(Material to process)

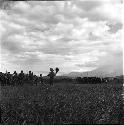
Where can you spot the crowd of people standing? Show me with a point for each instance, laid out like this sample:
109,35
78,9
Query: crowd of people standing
29,78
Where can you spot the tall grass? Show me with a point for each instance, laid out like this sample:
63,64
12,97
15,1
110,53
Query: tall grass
62,104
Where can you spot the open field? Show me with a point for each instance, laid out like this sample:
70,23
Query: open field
62,104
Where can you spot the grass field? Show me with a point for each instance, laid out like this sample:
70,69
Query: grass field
62,104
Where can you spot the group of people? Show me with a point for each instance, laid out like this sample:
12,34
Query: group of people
91,80
21,78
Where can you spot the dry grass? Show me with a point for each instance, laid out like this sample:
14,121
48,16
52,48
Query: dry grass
62,104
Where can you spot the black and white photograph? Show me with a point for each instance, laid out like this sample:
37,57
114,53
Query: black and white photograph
61,62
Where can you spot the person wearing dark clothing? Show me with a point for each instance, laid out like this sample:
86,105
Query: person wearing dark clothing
15,78
52,75
41,79
21,77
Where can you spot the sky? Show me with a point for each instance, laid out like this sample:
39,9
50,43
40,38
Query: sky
76,36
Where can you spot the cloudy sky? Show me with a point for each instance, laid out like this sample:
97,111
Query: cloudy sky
72,35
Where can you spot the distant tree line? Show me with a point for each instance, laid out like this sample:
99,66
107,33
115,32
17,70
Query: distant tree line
31,79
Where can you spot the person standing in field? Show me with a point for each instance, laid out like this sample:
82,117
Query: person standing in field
52,75
41,79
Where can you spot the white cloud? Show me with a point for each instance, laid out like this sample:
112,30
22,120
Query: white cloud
37,35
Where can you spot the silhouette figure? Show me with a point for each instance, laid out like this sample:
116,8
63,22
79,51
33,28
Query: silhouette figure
41,79
52,75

(End Material to process)

■ Your objective
Copy exactly, and only, the lines from the one containing "Query: black and white photograph" through the last line of the listing.

■ Reply to the exercise
Query: black and white photograph
61,62
Where can you spot the person wearing dark clothing? Show me with a point for each instance, laid out like this sample:
86,105
Query: person wearing dark clothing
15,78
52,75
41,79
21,77
Where can you spot the sky? Show me with a point for each instance, laid out like this sample:
39,9
50,43
40,38
Query: sky
76,36
Where can you spot the cloudy sky? Show me with a point for each instance, laid out like this sample:
97,111
Query: cloudy sky
72,35
Where can you spot the distant tree line? Show me with a point for each instance, laid out like this sample:
99,66
107,33
115,32
17,70
Query: distant tree line
31,79
Where can you spot the person standing in field? Show me with a point for each instance, laid out like this sample:
82,117
Query: person standing in field
52,75
41,79
Where can you spot the white cloud? Show me with a point for each instance, laid out like this sample:
112,30
22,120
Query: white cloud
37,35
Where can you spot the silhouette figure? Show me with a point for each instance, laid out like this sample:
116,8
63,22
79,51
33,28
Query: silhouette figure
41,79
52,75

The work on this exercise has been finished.